## Text section
......

No doubt about it: Jesus performed some amazing miracles. You can’t go far in any of the Gospels before you encounter Jesus doing what only Jesus can do: restoring sight to the blind, calming a storm, feeding thousands with a single lunch, curing a chronic illness, and on and on it goes. Simply miraculous.

But one of Jesus’ miracles may not have come across as a miracle to others.

A centurion’s servant, who was highly valued by him, was sick and about to die. When the centurion heard about Jesus, he sent some Jewish elders to him, requesting him to come and save the life of his servant. When they reached Jesus, they pleaded with him earnestly, saying, “He is worthy for you to grant this, because he loves our nation and has built us a synagogue.”

Jesus went with them, and when he was not far from the house, the centurion sent friends to tell him, “Lord, don’t trouble yourself, since I am not worthy to have you come under my roof. That is why I didn’t even consider myself worthy to come to you. But say the word, and my servant will be healed. For I too am a man placed under authority, having soldiers under my command. I say to this one, ‘Go,’ and he goes; and to another, ‘Come,’ and he comes; and to my servant, ‘Do this,’ and he does it.”

Jesus heard this and was amazed at him, and turning to the crowd following him, he said, “I tell you, I have not found so great a faith even in Israel.” When those who had been sent returned to the house, they found the servant in good health” (Luke 7:2-10).

As we read this, we see the big picture. We see it from the perspective of the centurion. We know what Jesus did: He miraculously healed the servant from a distance. But consider this from the viewpoint of those in the house or those attending the sick servant. They didn’t hear the centurion’s request to Jesus. They didn’t see Jesus or hear His response to the centurion’s faith. For them it was just, “Hey, look. I think he’s feeling better!”

......

## Work task
Copy the text on Jesus' miracles between "No doubt about" and "goes. Simply miraculous.", inclusive, changing "storm" to "tempest". The material that follows comes from a different source than this text.

## Given entries

......

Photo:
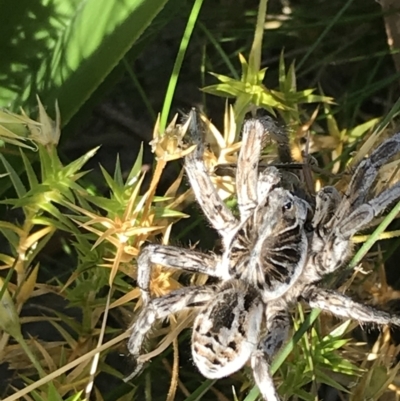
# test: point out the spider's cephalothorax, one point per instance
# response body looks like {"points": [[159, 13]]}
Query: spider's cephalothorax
{"points": [[269, 260]]}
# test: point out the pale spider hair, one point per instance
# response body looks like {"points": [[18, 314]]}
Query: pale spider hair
{"points": [[272, 257]]}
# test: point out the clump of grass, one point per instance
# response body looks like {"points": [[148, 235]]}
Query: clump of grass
{"points": [[103, 233]]}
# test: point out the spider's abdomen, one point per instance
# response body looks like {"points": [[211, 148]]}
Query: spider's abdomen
{"points": [[226, 333]]}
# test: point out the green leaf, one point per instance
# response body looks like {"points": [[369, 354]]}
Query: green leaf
{"points": [[33, 181], [17, 183], [93, 36]]}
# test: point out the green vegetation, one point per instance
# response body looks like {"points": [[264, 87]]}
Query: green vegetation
{"points": [[69, 239]]}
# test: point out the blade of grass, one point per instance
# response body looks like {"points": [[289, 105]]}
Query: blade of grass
{"points": [[200, 391], [334, 20]]}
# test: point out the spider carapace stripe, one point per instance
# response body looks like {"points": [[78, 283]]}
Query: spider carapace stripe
{"points": [[271, 259]]}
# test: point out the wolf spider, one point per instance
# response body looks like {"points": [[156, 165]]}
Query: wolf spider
{"points": [[275, 254]]}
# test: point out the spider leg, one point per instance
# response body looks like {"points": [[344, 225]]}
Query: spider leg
{"points": [[364, 214], [263, 377], [278, 325], [329, 253], [171, 256], [217, 213], [343, 306], [159, 308], [252, 187]]}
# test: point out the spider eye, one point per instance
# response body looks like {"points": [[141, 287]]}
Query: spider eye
{"points": [[287, 206]]}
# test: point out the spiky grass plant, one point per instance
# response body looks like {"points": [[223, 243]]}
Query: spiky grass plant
{"points": [[102, 234]]}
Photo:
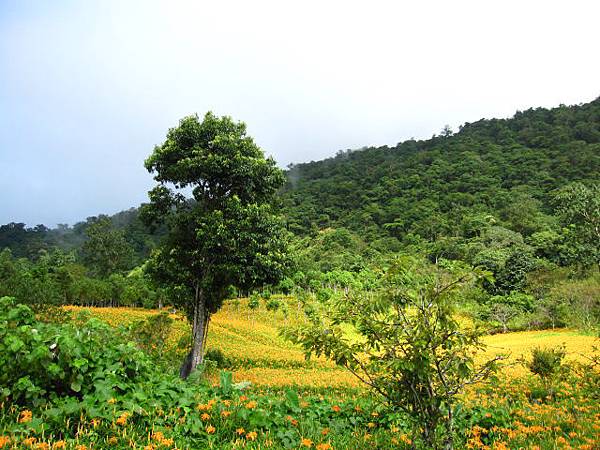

......

## Solved exercise
No doubt about it: Jesus performed some amazing miracles. You can’t go far in any of the Gospels before you encounter Jesus doing what only Jesus can do: restoring sight to the blind, calming a tempest, feeding thousands with a single lunch, curing a chronic illness, and on and on it goes. Simply miraculous.